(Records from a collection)
____________________
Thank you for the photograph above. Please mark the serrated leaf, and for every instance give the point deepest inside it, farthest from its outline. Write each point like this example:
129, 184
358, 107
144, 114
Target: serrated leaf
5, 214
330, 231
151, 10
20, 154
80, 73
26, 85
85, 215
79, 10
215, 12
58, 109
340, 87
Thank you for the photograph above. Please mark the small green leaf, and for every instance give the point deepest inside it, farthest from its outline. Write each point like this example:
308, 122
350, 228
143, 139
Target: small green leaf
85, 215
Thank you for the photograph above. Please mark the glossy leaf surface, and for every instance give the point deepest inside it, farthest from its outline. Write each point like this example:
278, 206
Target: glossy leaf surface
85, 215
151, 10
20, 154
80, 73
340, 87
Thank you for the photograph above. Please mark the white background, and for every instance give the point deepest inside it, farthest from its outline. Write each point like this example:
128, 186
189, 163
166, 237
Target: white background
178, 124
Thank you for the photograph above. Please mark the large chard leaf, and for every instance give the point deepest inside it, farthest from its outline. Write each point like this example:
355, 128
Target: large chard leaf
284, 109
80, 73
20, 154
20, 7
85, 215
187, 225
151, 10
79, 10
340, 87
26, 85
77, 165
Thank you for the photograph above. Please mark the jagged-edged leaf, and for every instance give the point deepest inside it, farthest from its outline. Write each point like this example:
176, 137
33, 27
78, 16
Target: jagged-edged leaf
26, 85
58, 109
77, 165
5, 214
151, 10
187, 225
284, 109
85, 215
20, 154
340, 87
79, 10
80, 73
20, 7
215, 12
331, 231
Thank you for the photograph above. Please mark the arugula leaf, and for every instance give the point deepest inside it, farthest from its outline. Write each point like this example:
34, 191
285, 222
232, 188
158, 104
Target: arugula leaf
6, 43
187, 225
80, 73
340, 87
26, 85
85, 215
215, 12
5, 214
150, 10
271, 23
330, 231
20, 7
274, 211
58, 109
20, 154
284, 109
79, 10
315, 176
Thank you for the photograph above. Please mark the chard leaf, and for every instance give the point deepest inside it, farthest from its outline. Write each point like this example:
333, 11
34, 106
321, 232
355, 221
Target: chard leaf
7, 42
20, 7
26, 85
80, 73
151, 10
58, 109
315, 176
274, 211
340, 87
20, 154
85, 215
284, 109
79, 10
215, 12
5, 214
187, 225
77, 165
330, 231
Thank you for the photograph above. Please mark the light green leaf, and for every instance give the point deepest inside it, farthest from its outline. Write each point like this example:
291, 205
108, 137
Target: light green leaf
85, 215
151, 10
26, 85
____________________
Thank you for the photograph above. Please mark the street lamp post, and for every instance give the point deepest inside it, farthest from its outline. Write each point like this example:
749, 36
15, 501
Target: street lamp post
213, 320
____________________
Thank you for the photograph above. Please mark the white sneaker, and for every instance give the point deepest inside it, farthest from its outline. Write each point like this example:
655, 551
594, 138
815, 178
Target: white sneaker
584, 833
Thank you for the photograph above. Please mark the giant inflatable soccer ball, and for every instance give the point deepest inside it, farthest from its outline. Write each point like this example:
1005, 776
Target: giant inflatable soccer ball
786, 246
____________________
Where a line of the data holds "every", show that line.

• **RESULT**:
Thank you for the photograph above. Please mark the serrated leaf, and for every instance give the point deepest inside it, farthest from its outline. Write each point like this example:
Thank you for the photograph above. Please mark the small green leaf, and for every instance give the point deepest inside it, farthest from its outline. Write each point like this example:
Thank you for the photograph above. Please mark the glossy leaf surface, and for every instance give the point deepest inside it, farthest from its outline. Write each point like this example:
Thank you for the photograph above. Please mark the white background, and for every instance give the point deepest inside it, farthest from its outline. Write each point like this example:
Thank you for the photograph above. Please mark the large chard leaf, and for every instance give the point deepest inside it, farthest from its outline. Write each point like this example:
Thank you for the photograph above. Please mark the jagged-edged leaf, and for every instance give the point deepest inside it, farthest from its outline. Write each point like this example:
Thank you for the photograph above. Please mark the arugula leaf, and for every instance give the point deepest inside it, farthest from its outline. Write each point like this example:
Thank you for the photograph above. Please mark the chard leaf, and for every instance give the point deepest inside it, farthest from its outline. Write each point like this example:
Thank you for the photograph above. Please mark the light green leaf, and for every instance give the point deepest inside it, farthest from its outline. Write each point like this example:
Thank you for the photograph above. Please mark the street lamp post, and for every instance give the point deepest inside it, farthest from its outline. Write each point like this example:
Thank you for the photograph above. Please mark the white sneaker, and for every instance give the point deepest inside it, farthest from its outline. Write each point like this example:
Thank you for the photograph above. Please mark the giant inflatable soccer ball, and for every instance give the point deepest inside it, farthest from its outline. Write each point like this example:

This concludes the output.